- [Work required]: Edit every entry below by replacing "corrected" with "revised" and leaving everything else unchanged. Leave the pictures out of your output.

(Coordinate annotation entries)
— begin —
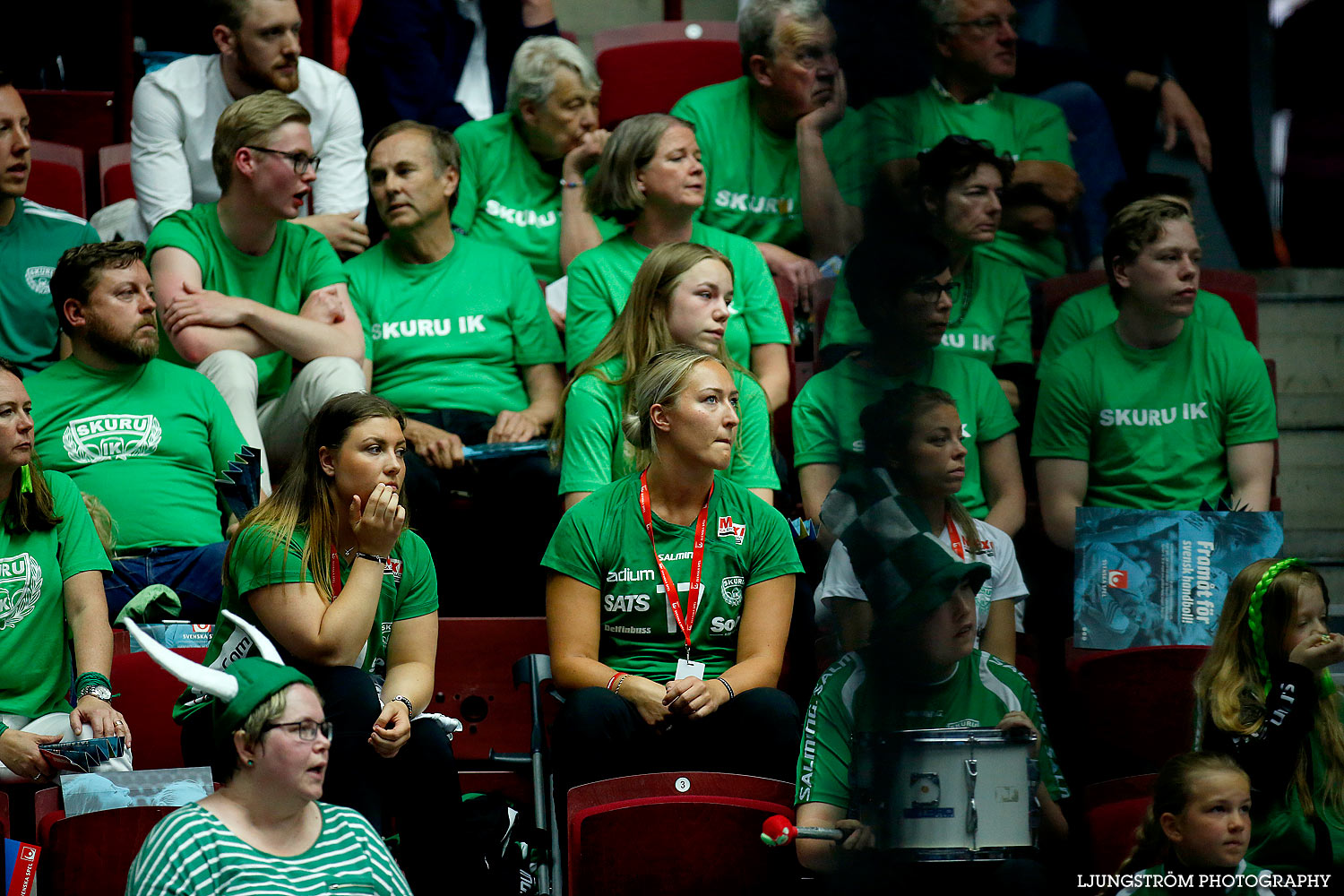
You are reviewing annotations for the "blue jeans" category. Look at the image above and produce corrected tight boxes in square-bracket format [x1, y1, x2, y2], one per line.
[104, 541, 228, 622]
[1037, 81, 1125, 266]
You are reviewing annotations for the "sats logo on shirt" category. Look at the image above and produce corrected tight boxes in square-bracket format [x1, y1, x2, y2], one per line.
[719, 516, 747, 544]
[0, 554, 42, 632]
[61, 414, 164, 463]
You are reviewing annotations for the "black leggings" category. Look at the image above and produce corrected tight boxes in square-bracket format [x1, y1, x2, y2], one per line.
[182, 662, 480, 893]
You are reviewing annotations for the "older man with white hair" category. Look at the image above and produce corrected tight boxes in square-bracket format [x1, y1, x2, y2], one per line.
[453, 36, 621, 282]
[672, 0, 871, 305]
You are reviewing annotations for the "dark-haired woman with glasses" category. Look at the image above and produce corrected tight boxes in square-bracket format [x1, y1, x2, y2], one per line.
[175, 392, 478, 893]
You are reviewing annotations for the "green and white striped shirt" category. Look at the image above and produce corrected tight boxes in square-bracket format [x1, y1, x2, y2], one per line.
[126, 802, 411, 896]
— end —
- [Exercise answer]:
You are reviewing annotations for the "blue jeans" category. Look at the image above and produce revised tight boxes in square-bracket format [x1, y1, x2, y2], one per line.
[104, 541, 228, 622]
[1037, 81, 1125, 266]
You are reviewing annotations for the "sats logo on shirt" category. Look at the image above and produce revised tight boxes in square-bracket format [x1, y1, x2, y2], one per line.
[719, 516, 747, 544]
[0, 554, 42, 632]
[61, 414, 164, 463]
You are reviewing annotations for the "black leggings" category. Look at the image above and produce revised tight boxes in square-bracket format [x1, y1, x2, y2], one per line.
[182, 662, 480, 893]
You are reviewing annotations for the "older man with white hair" category. Look at the image above and produce revised tight boxes in square-bracket format [x1, y1, x2, y2], one per line.
[453, 36, 621, 282]
[672, 0, 871, 305]
You are reviewing annotations for the "dark-haired woman with glasses" category. Look at the image above and produce revised tight boxes in square-bracket format [x1, y1, x2, y2], one per line.
[175, 392, 478, 893]
You are reviewing annotations for the "green and white striped shirt" category. Look at the image above and produce revised tight boxes in square-bracket format [x1, y1, x2, y2], one per line.
[126, 802, 411, 896]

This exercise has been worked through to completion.